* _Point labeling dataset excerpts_
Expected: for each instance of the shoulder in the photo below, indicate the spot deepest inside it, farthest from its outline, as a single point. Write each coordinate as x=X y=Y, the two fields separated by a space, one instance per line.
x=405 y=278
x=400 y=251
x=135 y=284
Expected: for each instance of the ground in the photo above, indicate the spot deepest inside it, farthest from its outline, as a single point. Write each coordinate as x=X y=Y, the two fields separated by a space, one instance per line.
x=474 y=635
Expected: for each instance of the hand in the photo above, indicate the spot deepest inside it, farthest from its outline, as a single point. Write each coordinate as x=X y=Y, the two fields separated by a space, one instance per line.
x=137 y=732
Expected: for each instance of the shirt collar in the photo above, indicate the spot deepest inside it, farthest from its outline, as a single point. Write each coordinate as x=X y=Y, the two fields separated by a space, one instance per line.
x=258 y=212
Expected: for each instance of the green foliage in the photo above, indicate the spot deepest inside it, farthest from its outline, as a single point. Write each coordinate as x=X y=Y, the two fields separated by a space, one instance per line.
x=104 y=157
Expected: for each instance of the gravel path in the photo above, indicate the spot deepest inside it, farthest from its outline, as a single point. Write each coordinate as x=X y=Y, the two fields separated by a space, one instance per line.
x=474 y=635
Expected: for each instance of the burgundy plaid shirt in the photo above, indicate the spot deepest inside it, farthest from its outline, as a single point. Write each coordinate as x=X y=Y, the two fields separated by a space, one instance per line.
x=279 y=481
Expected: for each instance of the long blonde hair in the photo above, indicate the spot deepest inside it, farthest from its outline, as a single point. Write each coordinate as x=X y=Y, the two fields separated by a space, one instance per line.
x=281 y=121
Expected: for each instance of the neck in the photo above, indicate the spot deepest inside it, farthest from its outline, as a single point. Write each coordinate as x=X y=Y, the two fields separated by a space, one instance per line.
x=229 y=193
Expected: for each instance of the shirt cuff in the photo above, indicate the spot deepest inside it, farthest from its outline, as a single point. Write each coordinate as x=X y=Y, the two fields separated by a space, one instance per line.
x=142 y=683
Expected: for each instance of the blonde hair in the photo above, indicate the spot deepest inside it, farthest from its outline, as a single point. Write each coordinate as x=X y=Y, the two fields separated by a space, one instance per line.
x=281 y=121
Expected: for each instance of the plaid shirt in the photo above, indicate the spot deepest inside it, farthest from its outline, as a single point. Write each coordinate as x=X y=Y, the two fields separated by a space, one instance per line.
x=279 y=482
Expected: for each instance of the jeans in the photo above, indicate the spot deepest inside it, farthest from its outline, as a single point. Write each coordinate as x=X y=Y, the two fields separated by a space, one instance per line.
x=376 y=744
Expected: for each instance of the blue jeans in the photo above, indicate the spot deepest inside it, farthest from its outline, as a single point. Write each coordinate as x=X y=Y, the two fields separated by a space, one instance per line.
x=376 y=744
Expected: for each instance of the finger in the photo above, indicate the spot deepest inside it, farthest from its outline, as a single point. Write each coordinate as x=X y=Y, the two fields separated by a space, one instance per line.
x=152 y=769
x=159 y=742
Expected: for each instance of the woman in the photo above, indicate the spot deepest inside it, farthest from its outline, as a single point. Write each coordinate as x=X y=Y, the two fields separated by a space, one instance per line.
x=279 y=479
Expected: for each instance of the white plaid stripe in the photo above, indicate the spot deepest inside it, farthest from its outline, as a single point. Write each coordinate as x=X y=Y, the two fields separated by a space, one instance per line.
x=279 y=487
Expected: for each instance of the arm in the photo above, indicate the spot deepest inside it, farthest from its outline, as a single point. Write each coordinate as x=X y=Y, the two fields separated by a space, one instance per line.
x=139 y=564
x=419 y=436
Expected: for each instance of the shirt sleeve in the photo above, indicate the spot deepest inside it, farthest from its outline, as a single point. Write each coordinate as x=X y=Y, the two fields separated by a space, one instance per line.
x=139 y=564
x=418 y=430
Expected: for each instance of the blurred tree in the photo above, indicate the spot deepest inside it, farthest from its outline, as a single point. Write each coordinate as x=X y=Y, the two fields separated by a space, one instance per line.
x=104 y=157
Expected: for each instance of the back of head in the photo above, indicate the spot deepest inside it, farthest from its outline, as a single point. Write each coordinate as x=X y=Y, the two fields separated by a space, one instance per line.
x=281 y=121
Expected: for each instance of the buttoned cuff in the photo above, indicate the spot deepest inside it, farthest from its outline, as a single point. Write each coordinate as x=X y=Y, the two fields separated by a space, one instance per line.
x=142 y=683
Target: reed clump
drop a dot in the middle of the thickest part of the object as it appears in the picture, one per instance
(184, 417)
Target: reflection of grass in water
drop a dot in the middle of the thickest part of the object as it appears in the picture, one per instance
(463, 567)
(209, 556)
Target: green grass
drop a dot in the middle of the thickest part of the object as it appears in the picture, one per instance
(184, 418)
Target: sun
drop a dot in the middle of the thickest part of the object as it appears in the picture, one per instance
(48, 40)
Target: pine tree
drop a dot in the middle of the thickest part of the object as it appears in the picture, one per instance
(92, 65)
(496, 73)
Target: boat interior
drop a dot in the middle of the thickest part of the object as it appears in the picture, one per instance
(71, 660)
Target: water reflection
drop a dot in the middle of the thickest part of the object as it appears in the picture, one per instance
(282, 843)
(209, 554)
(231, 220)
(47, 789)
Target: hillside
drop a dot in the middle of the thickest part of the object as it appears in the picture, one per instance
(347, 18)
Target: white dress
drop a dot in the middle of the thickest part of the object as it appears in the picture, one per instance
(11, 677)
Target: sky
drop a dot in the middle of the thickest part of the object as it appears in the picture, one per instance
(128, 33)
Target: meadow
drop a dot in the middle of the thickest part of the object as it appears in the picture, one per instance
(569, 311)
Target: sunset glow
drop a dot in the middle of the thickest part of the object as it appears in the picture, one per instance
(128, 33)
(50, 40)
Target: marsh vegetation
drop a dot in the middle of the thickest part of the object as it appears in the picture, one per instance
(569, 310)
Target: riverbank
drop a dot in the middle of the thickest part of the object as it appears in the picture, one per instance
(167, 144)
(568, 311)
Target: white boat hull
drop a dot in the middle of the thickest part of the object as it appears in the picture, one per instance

* _Problem description_
Restate each record word for word.

* _Complete answer_
Expected: for each instance of the shoulder in the photo below, indicate the spot deepest inside it, farthest from its outline, as a single point. Write each coordinate as x=X y=Y, the two fields separated by a space, one instance per line.
x=405 y=278
x=400 y=251
x=135 y=284
Expected: for each instance of the ground in the photo above, indicate the spot deepest inside it, farthest from its outline, as a single point. Write each coordinate as x=X y=Y, the two fields separated by a space, one instance per line.
x=474 y=635
Expected: for each instance of the hand in the photo above, indicate the spot deepest inside it, farthest from its outline, as a single point. Write each coordinate as x=X y=Y, the two fields separated by a space, one instance per line.
x=137 y=732
Expected: for each instance of the shirt collar in the photo above, indicate the spot deepest inside it, farthest from its outline, as a single point. Write each coordinate as x=X y=Y, the two fields separated by a space, one instance per line.
x=258 y=212
Expected: for each instance of the green foliage in the photo above, indicate the spot deepest inside it, farthest from its outline, as a single point. Write each coordinate as x=X y=Y, the two fields separated by a space, one instance per line.
x=104 y=157
Expected: for each instance of the gravel path in the photo above, indicate the spot deepest inside it, farthest from its outline, as a single point. Write each coordinate as x=X y=Y, the two fields separated by a space, one instance per line.
x=474 y=635
Expected: for each instance of the burgundy plaid shirt in the photo above, indicate the spot deepest inside it, farthest from its outline, as a single point. Write each coordinate as x=X y=Y, the two fields separated by a space, one instance per line.
x=279 y=481
Expected: for each instance of the long blonde hair in the photo above, indicate the spot deepest inside it, farthest from its outline, as a single point. Write each coordinate as x=X y=Y, the two fields separated by a space, one instance per line.
x=281 y=121
Expected: for each instance of the neck in the photo above, indicate the spot deepest inside it, farthest from its outline, as a single point. Write each coordinate as x=X y=Y, the two fields separated by a space, one instance per line.
x=229 y=193
Expected: for each instance of the shirt cuff in the photo above, indicate the spot deepest inside it, farthest from its outline, as a single point. Write each coordinate as x=X y=Y, the two fields separated by a space, one instance per line.
x=142 y=683
Expected: for each instance of the blonde hair in the photo above, indicate the spot deepest inside it, farthest from its outline, as a single point. Write each coordinate as x=X y=Y, the two fields separated by a space, one instance per line.
x=281 y=121
Expected: for each instance of the plaid shirt in the photo above, indicate the spot deepest inside it, farthest from its outline, as a single point. Write each coordinate as x=X y=Y, the two fields separated by a space, one instance per line.
x=279 y=482
Expected: for each instance of the jeans in the photo above, indicate the spot deepest inside it, farthest from its outline, as a single point. Write each coordinate as x=X y=Y, the two fields separated by a space, one instance per line.
x=376 y=744
Expected: for each instance of the blue jeans in the photo above, indicate the spot deepest inside it, farthest from its outline, as a single point. Write each coordinate as x=X y=Y, the two fields separated by a space, one instance per line.
x=376 y=744
Expected: for each instance of the finger in the photo above, indicate the spot deepest inside it, farthest from its outline, as a single point. Write each coordinate as x=X y=Y, the two fields separated by a space, one instance per line.
x=152 y=769
x=159 y=742
Expected: for each instance of the woman in the photo above, indicate the spot deepest inside it, farthest from its outline, as a single point. Write each coordinate as x=X y=Y, the two fields separated by a space, one instance per line.
x=279 y=479
Expected: for each instance of the white plaid stripe in the photo above, indicate the spot deepest inside it, farthest from its outline, as a single point. Write each coordinate as x=X y=Y, the two fields separated by a space, one instance per line.
x=279 y=487
Expected: for each instance of the arm in the photo above, indicate the spot deepest inside it, farthest from its outline, as a single point. Write each coordinate as x=X y=Y, the two fields separated by a space, one instance per line.
x=139 y=564
x=419 y=436
Expected: for each instance of the shirt sleeve in the photo above, indicate the spot deepest inside it, farthest from its outline, as a single point. Write each coordinate as x=X y=Y, the two fields separated by a space, one instance per line.
x=139 y=564
x=418 y=430
Expected: for each instance of the blurred tree in the photo above, indicate the spot deepest inside it, farthest from its outline, as a single point. Write each coordinate as x=X y=Y, the two fields separated by a space, one instance per line.
x=104 y=157
Expected: for each instance of the back of head in the photo above, indicate the spot deepest inside it, farthest from its outline, as a single point. Write each coordinate as x=X y=Y, the two fields separated by a space, one instance per line.
x=281 y=121
Expected: for each instance of the buttoned cuff in the photo above, indicate the spot deepest inside it, farthest from its outline, as a single point. Write each coordinate as x=X y=Y, the two fields separated by a space, one instance per line.
x=142 y=683
Target: reed clump
drop a dot in the middle of the thickest part of the object as it appears in the picture, one per instance
(184, 417)
Target: reflection of grass in water
drop a dot in the middle of the thickest part of the object as it appears in the picture, one per instance
(463, 567)
(209, 556)
Target: green grass
drop a dot in the middle of the thickest part of the object as it appears in the picture, one per instance
(184, 418)
Target: sun
drop a dot in the middle of the thickest part of the object as it appears in the picture, one per instance
(48, 40)
Target: pine tree
drop a dot in the middle of the thickest part of the object as it appears in the picture, one per instance
(92, 65)
(496, 73)
Target: boat interior
drop a dot in the middle of the thickest part of the object as it appears in the picture, one per instance
(71, 660)
Target: water reflection
drop a dot in the middle of the thickest part of the object as it appears in the picture, one per instance
(282, 843)
(209, 554)
(231, 220)
(47, 789)
Target: hillside
drop a dot in the middle of the thickest part of the object as it appears in the picture, one per instance
(347, 18)
Target: white dress
drop a dot in the middle of the thickest part of the object as it appears in the picture, one per instance
(11, 677)
Target: sky
drop a dot in the middle of the thickest part of the object as it appears in the picture, one per instance
(128, 33)
Target: meadow
drop a dot in the middle of the thickest part of the object as it appears in the picture, one per instance
(569, 311)
Target: sunset glow
drop a dot in the middle of the thickest part of the object as it appears in the picture, one per instance
(128, 33)
(50, 40)
Target: marsh vegetation
drop a dot in the middle of the thickest part of the object as it appears in the picture, one per instance
(569, 310)
Target: riverbank
drop a dot in the middle of the thickest part of the object as it appears in the picture, one per instance
(167, 144)
(568, 311)
Target: white boat hull
drop a dot in the middle of the thickest part of the object as it appears in the picture, one per instance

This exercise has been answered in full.